> **Extracted material**
*** Block opens ***

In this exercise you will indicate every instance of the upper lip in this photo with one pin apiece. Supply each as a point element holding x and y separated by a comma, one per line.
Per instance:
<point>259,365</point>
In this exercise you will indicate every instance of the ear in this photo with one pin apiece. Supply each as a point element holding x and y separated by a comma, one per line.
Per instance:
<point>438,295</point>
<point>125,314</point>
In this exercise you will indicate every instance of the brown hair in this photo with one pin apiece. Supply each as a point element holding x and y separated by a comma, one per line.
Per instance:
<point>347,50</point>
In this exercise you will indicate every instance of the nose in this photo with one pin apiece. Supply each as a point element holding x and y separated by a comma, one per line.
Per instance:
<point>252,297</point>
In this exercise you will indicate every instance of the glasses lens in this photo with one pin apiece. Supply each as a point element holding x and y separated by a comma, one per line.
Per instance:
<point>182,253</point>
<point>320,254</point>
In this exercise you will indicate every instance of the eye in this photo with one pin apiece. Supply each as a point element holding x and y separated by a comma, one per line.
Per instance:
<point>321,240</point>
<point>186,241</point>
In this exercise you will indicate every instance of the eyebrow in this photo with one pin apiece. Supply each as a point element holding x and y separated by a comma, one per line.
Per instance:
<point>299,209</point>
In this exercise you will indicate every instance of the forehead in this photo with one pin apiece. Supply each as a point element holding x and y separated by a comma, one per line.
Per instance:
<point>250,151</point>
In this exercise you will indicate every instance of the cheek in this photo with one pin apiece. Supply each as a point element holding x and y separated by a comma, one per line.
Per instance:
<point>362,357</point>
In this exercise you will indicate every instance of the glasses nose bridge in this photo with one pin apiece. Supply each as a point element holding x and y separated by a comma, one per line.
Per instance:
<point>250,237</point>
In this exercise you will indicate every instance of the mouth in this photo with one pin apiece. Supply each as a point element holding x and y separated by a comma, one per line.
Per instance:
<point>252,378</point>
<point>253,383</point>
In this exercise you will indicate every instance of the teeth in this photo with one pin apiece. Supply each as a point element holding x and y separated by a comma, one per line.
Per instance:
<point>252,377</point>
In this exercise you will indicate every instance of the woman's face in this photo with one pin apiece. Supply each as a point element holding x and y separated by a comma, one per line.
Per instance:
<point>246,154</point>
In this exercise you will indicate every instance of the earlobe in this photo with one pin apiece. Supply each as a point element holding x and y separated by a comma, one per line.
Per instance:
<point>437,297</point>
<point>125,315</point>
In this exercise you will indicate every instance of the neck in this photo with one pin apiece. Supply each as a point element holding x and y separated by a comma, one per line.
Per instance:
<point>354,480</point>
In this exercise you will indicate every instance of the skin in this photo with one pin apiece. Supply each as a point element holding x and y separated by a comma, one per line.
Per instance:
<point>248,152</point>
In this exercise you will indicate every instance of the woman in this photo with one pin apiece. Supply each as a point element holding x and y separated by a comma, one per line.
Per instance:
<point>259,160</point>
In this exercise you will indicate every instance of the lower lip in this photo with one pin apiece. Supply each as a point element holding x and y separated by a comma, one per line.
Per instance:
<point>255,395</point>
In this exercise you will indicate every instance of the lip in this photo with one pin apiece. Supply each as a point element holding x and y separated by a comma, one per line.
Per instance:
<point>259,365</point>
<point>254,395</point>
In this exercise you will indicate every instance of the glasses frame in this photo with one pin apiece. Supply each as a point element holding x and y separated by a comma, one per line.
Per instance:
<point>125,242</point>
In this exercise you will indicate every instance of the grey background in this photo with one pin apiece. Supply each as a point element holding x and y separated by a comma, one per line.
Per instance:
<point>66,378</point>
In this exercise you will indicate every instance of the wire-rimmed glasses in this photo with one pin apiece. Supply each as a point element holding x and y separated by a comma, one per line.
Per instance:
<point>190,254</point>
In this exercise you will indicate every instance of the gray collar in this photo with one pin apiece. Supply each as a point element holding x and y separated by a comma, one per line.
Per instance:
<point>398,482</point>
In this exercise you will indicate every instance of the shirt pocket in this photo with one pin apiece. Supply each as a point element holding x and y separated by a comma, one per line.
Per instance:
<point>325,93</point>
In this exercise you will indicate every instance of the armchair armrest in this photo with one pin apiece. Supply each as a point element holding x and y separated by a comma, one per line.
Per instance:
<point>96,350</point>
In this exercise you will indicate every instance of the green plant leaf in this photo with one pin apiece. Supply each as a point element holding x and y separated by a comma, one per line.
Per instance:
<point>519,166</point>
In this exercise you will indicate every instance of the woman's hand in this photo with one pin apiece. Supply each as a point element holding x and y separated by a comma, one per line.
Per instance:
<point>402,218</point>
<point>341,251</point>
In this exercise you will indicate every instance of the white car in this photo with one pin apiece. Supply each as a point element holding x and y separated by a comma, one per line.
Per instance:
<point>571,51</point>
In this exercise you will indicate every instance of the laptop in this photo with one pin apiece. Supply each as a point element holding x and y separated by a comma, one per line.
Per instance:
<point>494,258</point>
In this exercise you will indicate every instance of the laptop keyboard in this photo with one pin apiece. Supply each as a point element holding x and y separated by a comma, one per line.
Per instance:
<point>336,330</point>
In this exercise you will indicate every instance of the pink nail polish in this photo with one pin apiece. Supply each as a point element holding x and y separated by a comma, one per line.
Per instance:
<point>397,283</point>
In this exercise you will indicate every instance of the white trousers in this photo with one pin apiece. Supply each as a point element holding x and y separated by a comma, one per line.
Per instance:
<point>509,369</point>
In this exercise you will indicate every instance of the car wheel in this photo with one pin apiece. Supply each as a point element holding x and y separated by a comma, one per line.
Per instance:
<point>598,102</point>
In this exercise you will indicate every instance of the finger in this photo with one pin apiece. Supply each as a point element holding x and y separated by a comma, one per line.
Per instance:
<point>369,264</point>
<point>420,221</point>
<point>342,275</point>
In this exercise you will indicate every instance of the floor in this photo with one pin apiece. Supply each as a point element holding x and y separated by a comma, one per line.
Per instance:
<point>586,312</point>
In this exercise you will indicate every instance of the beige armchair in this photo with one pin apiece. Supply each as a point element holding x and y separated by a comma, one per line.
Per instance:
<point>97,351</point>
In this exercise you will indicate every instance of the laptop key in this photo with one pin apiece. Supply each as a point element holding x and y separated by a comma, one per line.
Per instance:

*** Block closes ***

> **Directions**
When a line in the material above holds the word "woman", copy that line.

> **Written reply**
In this exercise you will indicate every instance of the woman's face in this photo with one pin apiece. Supply each as a point element holding x and y separated by a comma, one per line.
In this exercise you will indicate every instance of the woman in this photo with one pin apiece. Supply each as a point element holding x and y separated by a comma, one per line.
In this exercise you will indicate every instance of the woman's hand in this photo with one pin apiece. Supply each as a point element holding x and y separated by a comma, one per line.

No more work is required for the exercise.